→ **AIM OF THE TASK**
Reproduce the items below verbatim, starting at the line that contains "Point out every instance of the woman's ear" and ending at the line that contains "x=416, y=648", with both of those lines included. Omit the pictures from your reply.

→ **Rows from a pointing dataset**
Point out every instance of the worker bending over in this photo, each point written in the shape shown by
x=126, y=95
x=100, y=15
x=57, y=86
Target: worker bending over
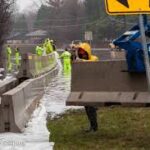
x=84, y=54
x=66, y=56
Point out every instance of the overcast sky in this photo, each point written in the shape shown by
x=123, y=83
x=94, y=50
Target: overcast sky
x=26, y=4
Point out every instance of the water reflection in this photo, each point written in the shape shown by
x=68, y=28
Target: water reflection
x=57, y=93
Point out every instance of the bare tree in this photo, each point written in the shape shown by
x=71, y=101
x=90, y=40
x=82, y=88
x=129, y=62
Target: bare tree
x=6, y=9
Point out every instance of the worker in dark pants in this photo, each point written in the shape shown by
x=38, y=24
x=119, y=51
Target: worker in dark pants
x=84, y=54
x=92, y=117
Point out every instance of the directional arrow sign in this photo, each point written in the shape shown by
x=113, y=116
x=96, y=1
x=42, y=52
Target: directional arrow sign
x=124, y=2
x=123, y=7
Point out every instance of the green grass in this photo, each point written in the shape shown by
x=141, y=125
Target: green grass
x=119, y=129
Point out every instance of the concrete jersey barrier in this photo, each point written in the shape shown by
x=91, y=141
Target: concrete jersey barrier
x=18, y=104
x=34, y=66
x=106, y=83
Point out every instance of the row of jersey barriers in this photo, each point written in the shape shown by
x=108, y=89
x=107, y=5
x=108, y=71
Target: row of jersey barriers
x=106, y=83
x=20, y=96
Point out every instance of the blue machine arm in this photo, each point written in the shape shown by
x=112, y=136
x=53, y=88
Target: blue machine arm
x=130, y=42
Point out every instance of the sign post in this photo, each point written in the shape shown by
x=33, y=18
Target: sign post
x=145, y=49
x=122, y=7
x=88, y=36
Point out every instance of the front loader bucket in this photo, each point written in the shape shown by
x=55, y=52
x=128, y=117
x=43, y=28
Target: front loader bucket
x=106, y=83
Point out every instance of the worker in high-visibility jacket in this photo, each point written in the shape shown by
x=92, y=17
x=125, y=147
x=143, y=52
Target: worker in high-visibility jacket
x=38, y=63
x=48, y=46
x=39, y=50
x=85, y=54
x=17, y=57
x=66, y=56
x=9, y=54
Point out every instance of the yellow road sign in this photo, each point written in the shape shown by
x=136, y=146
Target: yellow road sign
x=120, y=7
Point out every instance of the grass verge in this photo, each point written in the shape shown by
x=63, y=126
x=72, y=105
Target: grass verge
x=119, y=129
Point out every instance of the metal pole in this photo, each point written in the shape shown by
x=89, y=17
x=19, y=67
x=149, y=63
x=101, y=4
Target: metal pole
x=145, y=49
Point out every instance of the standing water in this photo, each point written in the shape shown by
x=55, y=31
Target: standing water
x=36, y=135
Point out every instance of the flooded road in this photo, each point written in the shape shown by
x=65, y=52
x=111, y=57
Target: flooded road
x=36, y=135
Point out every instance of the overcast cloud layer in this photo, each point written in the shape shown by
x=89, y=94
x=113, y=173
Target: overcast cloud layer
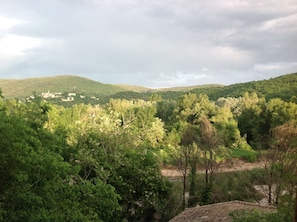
x=151, y=43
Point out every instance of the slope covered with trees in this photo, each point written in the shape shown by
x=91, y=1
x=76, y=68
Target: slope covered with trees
x=26, y=87
x=102, y=162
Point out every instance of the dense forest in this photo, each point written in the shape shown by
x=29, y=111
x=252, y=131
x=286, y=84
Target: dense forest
x=102, y=162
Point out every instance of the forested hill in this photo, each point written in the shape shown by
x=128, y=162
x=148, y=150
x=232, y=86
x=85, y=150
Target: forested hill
x=284, y=87
x=25, y=87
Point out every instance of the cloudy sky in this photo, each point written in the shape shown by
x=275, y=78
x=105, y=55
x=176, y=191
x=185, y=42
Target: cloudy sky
x=150, y=43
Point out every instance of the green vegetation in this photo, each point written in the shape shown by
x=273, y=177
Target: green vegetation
x=26, y=87
x=87, y=162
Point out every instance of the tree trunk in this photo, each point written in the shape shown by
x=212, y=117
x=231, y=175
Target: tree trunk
x=295, y=217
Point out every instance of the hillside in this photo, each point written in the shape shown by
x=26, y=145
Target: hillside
x=284, y=87
x=26, y=87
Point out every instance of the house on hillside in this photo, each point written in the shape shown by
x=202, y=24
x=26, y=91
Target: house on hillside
x=219, y=212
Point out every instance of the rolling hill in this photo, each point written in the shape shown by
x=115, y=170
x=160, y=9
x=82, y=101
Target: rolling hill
x=26, y=87
x=284, y=87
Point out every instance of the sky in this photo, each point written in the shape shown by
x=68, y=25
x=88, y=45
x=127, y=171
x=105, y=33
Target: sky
x=150, y=43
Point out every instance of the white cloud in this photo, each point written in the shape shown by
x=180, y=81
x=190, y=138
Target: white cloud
x=149, y=42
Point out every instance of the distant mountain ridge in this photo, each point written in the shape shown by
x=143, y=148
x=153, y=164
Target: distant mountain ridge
x=284, y=87
x=25, y=87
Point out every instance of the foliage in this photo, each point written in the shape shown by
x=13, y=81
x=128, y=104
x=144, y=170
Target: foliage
x=247, y=216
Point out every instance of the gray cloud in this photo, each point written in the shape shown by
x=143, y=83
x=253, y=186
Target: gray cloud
x=152, y=43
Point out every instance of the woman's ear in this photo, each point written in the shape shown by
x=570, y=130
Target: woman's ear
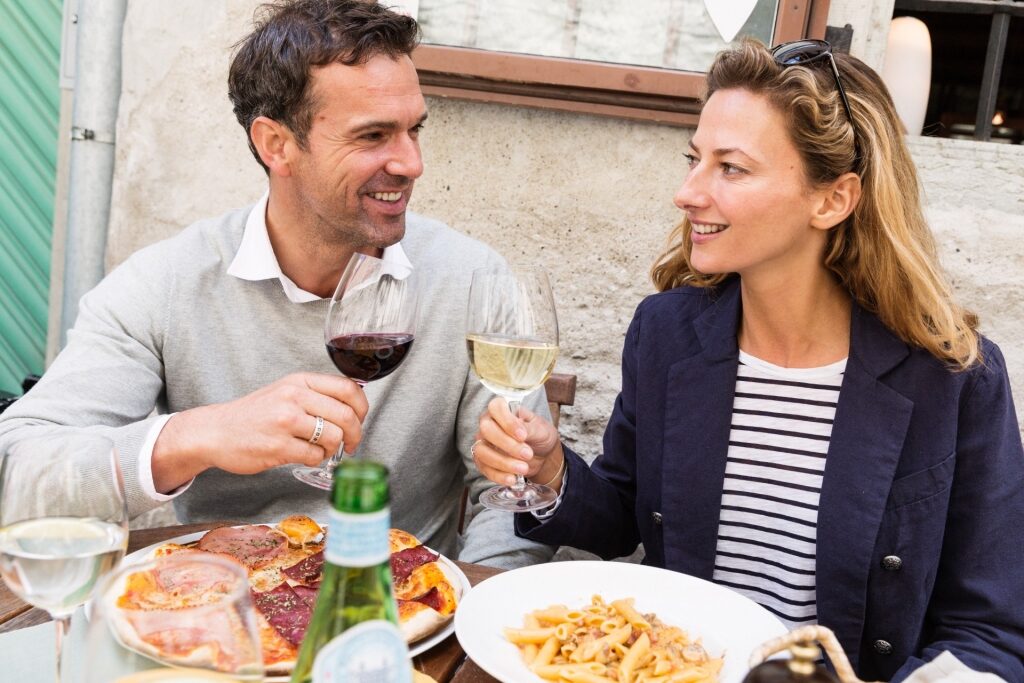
x=838, y=201
x=271, y=140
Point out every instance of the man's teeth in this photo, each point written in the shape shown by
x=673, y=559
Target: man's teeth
x=708, y=229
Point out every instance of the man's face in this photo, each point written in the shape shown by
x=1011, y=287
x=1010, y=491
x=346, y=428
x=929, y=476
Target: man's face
x=363, y=156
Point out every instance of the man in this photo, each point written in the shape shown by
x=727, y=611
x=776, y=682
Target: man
x=220, y=328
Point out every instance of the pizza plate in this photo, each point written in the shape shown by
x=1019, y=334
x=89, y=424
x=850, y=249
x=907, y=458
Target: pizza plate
x=416, y=648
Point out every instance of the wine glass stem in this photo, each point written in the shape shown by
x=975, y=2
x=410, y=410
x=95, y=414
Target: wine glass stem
x=520, y=480
x=336, y=457
x=62, y=624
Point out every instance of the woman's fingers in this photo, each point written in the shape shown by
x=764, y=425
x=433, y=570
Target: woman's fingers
x=496, y=465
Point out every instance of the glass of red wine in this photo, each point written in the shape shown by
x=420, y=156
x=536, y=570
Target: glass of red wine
x=370, y=328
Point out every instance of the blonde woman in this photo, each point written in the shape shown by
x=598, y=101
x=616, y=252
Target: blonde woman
x=806, y=416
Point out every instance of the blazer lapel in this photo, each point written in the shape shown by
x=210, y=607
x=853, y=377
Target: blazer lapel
x=697, y=419
x=867, y=436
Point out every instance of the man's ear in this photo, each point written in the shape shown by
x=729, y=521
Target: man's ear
x=838, y=201
x=271, y=140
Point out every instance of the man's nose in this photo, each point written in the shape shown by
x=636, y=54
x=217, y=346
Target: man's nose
x=406, y=159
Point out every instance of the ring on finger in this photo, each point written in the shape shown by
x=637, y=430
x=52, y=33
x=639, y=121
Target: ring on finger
x=317, y=430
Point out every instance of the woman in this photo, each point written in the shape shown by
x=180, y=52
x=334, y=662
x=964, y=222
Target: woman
x=805, y=416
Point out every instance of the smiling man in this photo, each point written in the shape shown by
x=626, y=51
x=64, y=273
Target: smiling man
x=203, y=355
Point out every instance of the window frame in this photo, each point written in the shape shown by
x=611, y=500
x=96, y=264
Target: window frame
x=627, y=91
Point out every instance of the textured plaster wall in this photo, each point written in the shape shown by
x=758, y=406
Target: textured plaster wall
x=587, y=198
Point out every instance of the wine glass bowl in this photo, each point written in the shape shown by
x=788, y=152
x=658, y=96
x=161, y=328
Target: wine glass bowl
x=369, y=332
x=512, y=339
x=64, y=520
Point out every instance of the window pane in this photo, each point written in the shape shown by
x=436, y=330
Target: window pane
x=671, y=34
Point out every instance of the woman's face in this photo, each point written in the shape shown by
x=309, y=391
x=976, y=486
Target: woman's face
x=745, y=194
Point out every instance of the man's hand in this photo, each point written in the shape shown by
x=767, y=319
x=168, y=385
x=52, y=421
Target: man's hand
x=267, y=428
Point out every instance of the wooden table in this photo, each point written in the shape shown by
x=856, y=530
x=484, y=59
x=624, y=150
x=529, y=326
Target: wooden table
x=446, y=663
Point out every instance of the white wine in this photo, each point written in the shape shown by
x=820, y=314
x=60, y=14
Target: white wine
x=53, y=562
x=510, y=367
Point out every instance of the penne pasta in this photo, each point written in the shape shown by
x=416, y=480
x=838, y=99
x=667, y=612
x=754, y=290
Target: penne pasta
x=524, y=636
x=610, y=641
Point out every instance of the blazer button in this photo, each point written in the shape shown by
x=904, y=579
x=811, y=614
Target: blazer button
x=892, y=563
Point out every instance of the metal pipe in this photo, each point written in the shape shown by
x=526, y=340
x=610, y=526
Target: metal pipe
x=97, y=89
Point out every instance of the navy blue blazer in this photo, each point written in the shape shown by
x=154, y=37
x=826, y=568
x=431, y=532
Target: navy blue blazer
x=925, y=464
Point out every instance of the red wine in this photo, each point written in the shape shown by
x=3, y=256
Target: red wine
x=369, y=356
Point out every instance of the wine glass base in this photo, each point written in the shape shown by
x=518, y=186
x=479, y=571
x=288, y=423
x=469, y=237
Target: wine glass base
x=530, y=497
x=321, y=477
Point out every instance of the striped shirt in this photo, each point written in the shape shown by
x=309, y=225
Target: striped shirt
x=781, y=425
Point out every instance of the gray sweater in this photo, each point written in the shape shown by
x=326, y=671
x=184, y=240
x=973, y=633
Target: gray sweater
x=170, y=330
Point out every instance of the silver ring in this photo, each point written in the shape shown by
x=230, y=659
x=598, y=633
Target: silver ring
x=317, y=430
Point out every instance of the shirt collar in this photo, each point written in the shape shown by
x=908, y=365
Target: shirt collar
x=256, y=260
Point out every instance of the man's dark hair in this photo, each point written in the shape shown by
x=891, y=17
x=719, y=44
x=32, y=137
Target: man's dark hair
x=269, y=75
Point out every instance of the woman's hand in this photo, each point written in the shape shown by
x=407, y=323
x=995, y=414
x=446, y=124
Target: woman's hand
x=526, y=444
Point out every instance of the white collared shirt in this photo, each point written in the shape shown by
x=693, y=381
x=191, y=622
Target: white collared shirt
x=255, y=260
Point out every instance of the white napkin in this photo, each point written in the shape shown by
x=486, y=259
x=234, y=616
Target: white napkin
x=947, y=669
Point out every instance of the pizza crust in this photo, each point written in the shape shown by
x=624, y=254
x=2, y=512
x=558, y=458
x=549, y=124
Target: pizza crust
x=417, y=621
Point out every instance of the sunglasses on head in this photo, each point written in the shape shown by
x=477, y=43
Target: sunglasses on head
x=807, y=52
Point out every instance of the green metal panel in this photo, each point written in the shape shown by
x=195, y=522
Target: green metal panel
x=30, y=103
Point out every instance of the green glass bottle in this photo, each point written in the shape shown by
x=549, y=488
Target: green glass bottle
x=353, y=634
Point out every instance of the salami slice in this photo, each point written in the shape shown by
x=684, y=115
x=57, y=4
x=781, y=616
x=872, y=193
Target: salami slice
x=404, y=561
x=286, y=611
x=307, y=593
x=306, y=570
x=433, y=599
x=254, y=545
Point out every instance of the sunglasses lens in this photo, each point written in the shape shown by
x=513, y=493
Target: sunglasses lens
x=801, y=51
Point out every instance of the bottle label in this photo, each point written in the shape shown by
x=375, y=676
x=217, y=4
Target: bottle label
x=358, y=540
x=369, y=652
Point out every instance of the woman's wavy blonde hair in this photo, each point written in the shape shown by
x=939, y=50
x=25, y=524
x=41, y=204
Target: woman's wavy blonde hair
x=884, y=253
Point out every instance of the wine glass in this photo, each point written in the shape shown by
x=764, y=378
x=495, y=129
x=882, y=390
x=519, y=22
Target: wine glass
x=193, y=621
x=369, y=332
x=512, y=336
x=64, y=521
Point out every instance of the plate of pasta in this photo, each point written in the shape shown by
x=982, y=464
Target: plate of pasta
x=586, y=621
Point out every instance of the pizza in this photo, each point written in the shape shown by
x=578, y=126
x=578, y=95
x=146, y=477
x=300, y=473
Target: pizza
x=284, y=563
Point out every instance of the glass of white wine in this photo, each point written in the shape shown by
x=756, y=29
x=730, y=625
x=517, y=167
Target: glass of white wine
x=512, y=337
x=64, y=520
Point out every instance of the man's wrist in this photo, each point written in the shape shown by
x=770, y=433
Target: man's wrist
x=176, y=459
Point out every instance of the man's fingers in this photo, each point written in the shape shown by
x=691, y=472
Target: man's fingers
x=341, y=389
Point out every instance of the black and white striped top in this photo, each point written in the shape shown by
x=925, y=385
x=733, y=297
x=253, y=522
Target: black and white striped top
x=781, y=425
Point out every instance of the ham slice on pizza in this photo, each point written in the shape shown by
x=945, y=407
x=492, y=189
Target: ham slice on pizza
x=285, y=565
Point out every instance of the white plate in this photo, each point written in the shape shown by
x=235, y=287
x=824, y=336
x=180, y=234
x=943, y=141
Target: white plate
x=419, y=647
x=725, y=622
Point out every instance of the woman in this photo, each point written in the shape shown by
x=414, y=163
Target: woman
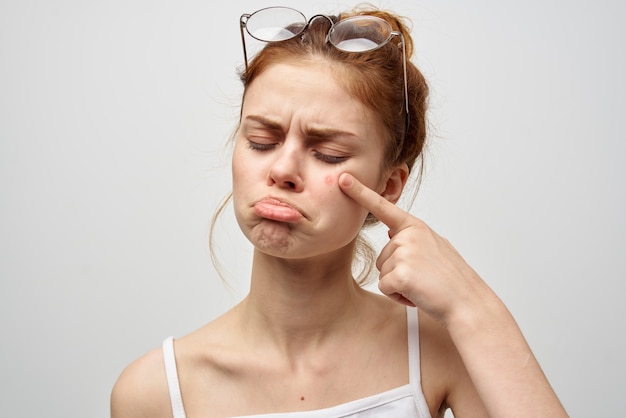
x=332, y=125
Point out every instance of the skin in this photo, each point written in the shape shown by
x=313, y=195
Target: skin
x=307, y=170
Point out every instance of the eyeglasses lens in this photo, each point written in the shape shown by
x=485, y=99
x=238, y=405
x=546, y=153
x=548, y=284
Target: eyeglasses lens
x=275, y=24
x=359, y=34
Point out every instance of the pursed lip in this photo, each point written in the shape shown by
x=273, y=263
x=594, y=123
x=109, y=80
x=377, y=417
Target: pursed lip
x=278, y=209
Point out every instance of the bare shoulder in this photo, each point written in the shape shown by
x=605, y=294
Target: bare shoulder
x=141, y=390
x=445, y=380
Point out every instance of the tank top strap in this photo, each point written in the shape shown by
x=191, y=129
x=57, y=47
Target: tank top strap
x=415, y=375
x=171, y=373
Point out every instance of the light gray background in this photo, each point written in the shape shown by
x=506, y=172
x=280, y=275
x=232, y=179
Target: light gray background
x=113, y=120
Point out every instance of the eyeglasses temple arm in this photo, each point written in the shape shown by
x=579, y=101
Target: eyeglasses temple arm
x=242, y=24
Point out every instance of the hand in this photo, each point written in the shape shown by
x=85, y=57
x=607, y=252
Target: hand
x=417, y=266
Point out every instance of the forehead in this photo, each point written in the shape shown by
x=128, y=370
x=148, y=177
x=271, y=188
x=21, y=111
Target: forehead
x=309, y=93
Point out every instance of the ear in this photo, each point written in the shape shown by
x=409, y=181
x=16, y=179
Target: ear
x=396, y=179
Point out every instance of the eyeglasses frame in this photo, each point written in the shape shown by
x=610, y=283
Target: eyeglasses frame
x=244, y=19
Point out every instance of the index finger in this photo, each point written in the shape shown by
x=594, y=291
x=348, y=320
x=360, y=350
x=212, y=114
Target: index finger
x=385, y=211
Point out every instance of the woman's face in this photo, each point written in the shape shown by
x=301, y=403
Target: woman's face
x=299, y=131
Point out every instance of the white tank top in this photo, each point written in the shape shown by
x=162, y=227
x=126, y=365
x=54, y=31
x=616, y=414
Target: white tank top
x=405, y=401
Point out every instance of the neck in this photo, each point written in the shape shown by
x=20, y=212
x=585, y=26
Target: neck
x=302, y=302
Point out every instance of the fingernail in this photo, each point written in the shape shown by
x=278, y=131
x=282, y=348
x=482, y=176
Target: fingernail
x=346, y=180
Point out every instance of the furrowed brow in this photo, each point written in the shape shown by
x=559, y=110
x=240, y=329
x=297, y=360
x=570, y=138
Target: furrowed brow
x=267, y=123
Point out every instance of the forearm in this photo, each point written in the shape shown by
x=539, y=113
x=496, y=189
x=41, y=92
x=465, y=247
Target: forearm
x=502, y=367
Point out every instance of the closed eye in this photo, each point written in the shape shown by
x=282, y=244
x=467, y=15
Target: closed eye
x=330, y=159
x=257, y=146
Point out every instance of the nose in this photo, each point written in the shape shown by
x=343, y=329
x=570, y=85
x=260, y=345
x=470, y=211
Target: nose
x=285, y=170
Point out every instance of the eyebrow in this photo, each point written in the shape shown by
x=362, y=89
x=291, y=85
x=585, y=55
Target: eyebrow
x=317, y=133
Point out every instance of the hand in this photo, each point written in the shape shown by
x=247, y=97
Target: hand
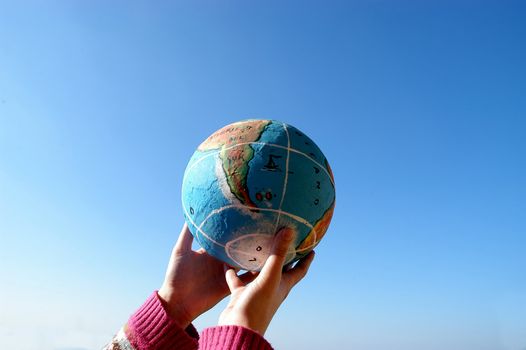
x=253, y=305
x=194, y=281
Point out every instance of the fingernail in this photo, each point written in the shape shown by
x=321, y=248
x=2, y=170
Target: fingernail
x=287, y=234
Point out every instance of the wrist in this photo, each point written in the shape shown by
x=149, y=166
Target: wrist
x=231, y=317
x=174, y=308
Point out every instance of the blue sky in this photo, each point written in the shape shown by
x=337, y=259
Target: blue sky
x=419, y=107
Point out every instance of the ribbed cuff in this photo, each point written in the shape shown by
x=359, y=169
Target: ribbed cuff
x=150, y=328
x=232, y=338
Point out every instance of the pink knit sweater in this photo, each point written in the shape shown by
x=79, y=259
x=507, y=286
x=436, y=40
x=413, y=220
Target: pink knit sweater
x=151, y=328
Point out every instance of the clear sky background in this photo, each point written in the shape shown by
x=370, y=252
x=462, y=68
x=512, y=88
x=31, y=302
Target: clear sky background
x=419, y=106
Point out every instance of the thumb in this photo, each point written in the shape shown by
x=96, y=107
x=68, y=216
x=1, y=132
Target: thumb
x=274, y=264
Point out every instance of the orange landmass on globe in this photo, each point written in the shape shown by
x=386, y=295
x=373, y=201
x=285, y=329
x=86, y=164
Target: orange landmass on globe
x=236, y=158
x=318, y=231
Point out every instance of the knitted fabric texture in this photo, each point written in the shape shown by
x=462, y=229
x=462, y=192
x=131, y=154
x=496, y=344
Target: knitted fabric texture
x=150, y=328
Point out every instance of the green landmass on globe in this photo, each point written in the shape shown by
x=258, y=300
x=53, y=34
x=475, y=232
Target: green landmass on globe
x=248, y=180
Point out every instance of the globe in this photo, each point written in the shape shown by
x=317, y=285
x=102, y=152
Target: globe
x=249, y=180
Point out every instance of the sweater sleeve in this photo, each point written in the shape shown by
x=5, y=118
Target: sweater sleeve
x=232, y=338
x=150, y=328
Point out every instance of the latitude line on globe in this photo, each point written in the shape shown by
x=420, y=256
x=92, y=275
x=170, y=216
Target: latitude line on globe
x=216, y=211
x=259, y=143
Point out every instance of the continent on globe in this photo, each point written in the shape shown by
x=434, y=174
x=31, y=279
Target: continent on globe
x=235, y=159
x=250, y=179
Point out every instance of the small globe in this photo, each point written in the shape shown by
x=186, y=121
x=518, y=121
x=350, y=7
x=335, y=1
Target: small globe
x=250, y=179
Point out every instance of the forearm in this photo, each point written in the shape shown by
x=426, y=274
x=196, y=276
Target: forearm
x=150, y=328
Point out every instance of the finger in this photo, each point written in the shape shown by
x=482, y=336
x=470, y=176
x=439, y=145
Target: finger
x=274, y=264
x=296, y=274
x=232, y=280
x=248, y=277
x=184, y=242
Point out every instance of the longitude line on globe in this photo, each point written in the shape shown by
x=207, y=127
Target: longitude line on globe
x=285, y=180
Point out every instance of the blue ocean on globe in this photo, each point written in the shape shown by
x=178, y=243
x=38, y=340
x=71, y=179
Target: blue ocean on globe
x=250, y=179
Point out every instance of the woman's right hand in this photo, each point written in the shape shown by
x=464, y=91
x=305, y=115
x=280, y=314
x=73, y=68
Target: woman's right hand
x=254, y=304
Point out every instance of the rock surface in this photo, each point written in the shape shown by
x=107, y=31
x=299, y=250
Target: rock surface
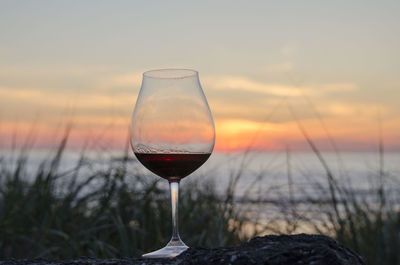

→ **RESULT FOR THIS EXERCISE**
Point out every instance of the woman's ear in this photo, each point written in the shape shown by
x=570, y=130
Target: woman's ear
x=838, y=201
x=271, y=140
Point out every instance of the man's teeth in this photo, each point written in the shape shown by
x=673, y=559
Target: man's teeth
x=708, y=229
Point out every instance of the man's face in this photo, each point written in the shape shown by
x=1011, y=287
x=1010, y=491
x=346, y=428
x=929, y=476
Target: man's face
x=363, y=156
Point out every instance of the man in this photo, each point written in the shape shown by
x=727, y=611
x=776, y=682
Target: man
x=220, y=328
Point out every instance of the pizza plate in this photo, each point written in the shape shown by
x=1019, y=334
x=89, y=424
x=850, y=249
x=907, y=458
Target: pizza plate
x=416, y=648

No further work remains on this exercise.